→ **Exercise goal**
Rewrite the lines below with every occurrence of "mark every instance" replaced by "point to each one" and everything else unchanged, leaving the pictures out of your answer.

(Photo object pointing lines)
################

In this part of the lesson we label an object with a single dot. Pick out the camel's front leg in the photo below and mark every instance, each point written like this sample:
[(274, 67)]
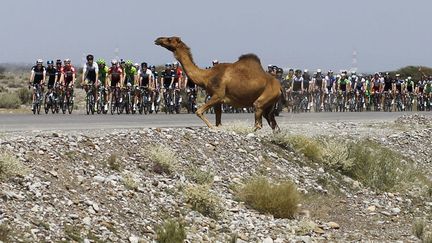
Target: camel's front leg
[(211, 102), (218, 113)]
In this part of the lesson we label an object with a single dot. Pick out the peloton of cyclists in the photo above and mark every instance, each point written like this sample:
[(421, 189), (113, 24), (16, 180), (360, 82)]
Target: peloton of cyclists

################

→ **The response**
In this part of the lesson we label an object with a single dot. Pick out the camel's front leg in the photo below and point to each one, each point written like this sample:
[(274, 67)]
Target: camel's front leg
[(211, 102), (218, 113)]
In this part of the lesson we label an object with a single dot. Pick out the peloton of cyclists in the photo above and point to each one, each point written like this sample:
[(421, 189), (113, 24), (16, 180), (360, 82)]
Target: peloton of cyclists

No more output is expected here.